*Document extract:*
If a claimant disagrees with the decision reached by the Committee, the claimant may submit a written appeal requesting a review of the decision. The claimant’s written appeal must be submitted within 60 days of receiving the initial adverse decision. The claimant’s written appeal should clearly state the reason or reasons why the claimant disagrees with the Committee’s decision. The claimant may submit written comments, documents, records and other information relating to the claim even if such information was not submitted in connection with the initial claim for benefits. Additionally, the claimant, upon request and free of charge, may have reasonable access and copies of all documents, records and other information relevant to the claim.
The Committee will generally decide a claimant’s appeal at its next regularly scheduled meeting following receipt of the appeal, unless the Committee receives the appeal within 30 days of the meeting. In that case, the appeal would be reviewed at the second regularly scheduled meeting following receipt of the appeal. If special circumstances require an extension of time for reviewing the claim, the claimant will be notified in writing. The notice will be provided prior to the commencement of the extension, describe the special circumstances requiring the extension and set forth the date the Committee will decide the appeal. Such date will not be later than the third regularly scheduled meeting of the Committee following the receipt of the appeal. Once the Committee has made a decision, the claimant shall receive written or electronic notification of the decision within fifteen (15) days. In the case of an adverse decision, the notice will explain the reason or reasons for the decision, include specific references to Plan provisions upon which the decision is based, and indicate that the claimant is entitled to, upon request and free of charge, reasonable access to and copies of documents, records, and other information relevant to the claim.
A claimant may not commence a judicial proceeding against any person, including the Plan, the Plan administrator, a Participating Company, or any other person, with respect to a claim for benefits without first exhausting the claims procedures set forth in the preceding paragraph. A claimant who has exhausted these procedures and is dissatisfied with the decision on appeal of a denied claim may bring an action in an appropriate court to review the Committee's decision on appeal but only if such action is commenced no later than the earlier of (1) the applicable statute of limitations, or (2) the first anniversary of the Committee's decision on appeal.

*Jobs:*
#1 Answer these questions about the claims appeal procedure:
(a) Within how many days of receiving the initial adverse decision must a claimant submit a written appeal?
(b) Within how many days of the Committee's decision will the claimant receive notification of it?
(c) What is the latest meeting at which the Committee can decide an appeal when an extension is needed?
#2 Copy the claims appeal procedure starting with "A claimant may" and going on through "decision on appeal.", renaming "judicial proceeding" as "legal action".
The rows that come next are from a different source.

*Data:*
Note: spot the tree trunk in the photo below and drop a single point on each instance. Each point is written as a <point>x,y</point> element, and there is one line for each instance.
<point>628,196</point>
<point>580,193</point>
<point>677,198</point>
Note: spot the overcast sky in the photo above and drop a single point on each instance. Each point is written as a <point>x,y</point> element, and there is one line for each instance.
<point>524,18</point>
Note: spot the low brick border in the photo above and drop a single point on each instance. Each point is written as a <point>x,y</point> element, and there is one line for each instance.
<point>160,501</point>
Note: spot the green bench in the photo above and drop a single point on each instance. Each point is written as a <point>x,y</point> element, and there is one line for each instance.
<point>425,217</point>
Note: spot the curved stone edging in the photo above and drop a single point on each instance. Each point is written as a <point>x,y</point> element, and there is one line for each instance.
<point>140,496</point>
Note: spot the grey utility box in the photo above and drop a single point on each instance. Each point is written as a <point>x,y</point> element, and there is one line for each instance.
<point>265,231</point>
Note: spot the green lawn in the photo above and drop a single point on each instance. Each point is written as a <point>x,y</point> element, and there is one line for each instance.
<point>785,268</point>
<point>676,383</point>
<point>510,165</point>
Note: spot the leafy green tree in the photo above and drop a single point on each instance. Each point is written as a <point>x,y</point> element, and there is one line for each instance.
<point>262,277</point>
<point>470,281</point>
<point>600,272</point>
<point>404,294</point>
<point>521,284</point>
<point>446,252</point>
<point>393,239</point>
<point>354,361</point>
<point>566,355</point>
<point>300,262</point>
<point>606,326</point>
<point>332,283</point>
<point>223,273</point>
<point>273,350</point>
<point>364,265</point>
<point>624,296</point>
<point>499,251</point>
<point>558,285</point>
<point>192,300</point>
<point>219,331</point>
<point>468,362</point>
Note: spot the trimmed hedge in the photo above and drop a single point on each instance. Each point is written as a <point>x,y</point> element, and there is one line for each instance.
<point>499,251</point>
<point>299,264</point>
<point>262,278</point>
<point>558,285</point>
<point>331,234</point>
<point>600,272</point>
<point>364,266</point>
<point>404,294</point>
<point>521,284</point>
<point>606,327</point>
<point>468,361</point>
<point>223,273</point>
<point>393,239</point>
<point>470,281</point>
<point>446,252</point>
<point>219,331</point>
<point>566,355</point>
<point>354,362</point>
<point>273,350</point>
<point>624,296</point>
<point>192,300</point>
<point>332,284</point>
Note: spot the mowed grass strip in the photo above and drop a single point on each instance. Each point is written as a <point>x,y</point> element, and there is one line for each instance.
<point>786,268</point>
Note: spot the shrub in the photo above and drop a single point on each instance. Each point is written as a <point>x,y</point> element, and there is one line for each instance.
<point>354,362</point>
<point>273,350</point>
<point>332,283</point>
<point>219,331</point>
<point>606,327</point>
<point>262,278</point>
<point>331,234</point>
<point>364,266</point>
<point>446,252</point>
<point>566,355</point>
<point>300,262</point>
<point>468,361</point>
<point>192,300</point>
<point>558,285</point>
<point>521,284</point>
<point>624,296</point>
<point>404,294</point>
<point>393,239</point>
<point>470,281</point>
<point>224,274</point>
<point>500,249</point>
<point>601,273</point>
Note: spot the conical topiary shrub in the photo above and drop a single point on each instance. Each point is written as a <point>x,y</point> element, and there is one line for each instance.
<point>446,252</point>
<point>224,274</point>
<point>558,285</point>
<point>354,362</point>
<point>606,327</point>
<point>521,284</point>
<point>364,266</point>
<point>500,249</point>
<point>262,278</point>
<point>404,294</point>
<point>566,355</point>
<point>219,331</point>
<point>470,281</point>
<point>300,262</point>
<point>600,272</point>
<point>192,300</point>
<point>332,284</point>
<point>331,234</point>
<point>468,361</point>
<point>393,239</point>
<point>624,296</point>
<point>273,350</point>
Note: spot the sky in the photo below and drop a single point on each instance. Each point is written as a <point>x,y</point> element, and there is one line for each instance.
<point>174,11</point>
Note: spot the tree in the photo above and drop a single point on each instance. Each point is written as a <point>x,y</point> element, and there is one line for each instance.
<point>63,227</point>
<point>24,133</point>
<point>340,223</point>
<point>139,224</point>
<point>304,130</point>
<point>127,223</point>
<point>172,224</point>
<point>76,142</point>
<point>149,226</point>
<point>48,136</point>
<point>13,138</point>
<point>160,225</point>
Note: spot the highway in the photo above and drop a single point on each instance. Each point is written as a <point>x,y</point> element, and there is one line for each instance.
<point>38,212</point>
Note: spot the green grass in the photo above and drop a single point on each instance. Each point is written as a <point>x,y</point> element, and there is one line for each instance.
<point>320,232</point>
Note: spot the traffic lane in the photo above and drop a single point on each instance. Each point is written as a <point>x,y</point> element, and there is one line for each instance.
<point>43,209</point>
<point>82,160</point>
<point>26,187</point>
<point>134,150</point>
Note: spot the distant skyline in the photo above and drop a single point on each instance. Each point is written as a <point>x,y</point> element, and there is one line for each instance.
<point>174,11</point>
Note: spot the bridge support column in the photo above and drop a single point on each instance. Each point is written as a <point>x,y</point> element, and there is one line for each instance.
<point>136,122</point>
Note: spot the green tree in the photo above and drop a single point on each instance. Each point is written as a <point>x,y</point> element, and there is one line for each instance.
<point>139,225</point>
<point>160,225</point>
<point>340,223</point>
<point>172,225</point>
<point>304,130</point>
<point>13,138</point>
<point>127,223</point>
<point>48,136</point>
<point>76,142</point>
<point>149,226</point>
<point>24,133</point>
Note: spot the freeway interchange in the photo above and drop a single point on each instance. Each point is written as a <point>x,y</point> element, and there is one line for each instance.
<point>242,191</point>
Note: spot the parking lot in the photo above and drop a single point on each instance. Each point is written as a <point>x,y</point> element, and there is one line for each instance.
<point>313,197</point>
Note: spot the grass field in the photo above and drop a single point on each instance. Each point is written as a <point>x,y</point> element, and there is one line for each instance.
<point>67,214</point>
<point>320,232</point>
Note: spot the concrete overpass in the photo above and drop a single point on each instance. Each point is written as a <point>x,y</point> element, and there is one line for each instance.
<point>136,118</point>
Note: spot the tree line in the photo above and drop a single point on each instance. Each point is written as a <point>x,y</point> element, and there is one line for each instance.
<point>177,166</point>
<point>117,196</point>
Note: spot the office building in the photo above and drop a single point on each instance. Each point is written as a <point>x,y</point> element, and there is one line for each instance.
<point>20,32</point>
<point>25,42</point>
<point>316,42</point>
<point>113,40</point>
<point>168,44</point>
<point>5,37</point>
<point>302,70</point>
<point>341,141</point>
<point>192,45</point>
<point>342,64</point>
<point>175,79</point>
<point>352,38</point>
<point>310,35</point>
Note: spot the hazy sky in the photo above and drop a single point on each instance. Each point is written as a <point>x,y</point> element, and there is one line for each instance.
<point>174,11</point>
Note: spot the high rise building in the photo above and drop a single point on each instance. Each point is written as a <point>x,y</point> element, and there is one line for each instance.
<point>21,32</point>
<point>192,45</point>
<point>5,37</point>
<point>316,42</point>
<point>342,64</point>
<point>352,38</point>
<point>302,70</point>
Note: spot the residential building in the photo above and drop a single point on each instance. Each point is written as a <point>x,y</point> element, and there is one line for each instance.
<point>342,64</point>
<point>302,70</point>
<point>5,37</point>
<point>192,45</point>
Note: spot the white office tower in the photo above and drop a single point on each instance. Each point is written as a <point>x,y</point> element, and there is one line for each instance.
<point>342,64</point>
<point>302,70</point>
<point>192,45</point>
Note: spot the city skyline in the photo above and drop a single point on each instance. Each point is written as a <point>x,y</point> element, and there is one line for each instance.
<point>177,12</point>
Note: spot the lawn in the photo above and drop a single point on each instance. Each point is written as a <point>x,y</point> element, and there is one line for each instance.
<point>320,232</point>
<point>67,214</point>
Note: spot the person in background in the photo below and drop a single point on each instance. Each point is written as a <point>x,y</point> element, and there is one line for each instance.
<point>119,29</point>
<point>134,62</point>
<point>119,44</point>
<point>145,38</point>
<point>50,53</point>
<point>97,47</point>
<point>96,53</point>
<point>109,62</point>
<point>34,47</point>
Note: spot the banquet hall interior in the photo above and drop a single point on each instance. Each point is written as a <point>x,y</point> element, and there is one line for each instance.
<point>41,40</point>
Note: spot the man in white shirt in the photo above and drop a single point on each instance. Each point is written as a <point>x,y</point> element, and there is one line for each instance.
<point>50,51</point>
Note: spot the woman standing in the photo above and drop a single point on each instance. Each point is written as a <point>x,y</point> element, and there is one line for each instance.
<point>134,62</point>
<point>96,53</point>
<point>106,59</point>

*Outputs in order:*
#1
(a) 60 days.
(b) Fifteen (15) days.
(c) The third regularly scheduled meeting of the Committee following the receipt of the appeal.

#2
A claimant may not commence a legal action against any person, including the Plan, the Plan administrator, a Participating Company, or any other person, with respect to a claim for benefits without first exhausting the claims procedures set forth in the preceding paragraph. A claimant who has exhausted these procedures and is dissatisfied with the decision on appeal of a denied claim may bring an action in an appropriate court to review the Committee's decision on appeal but only if such action is commenced no later than the earlier of (1) the applicable statute of limitations, or (2) the first anniversary of the Committee's decision on appeal.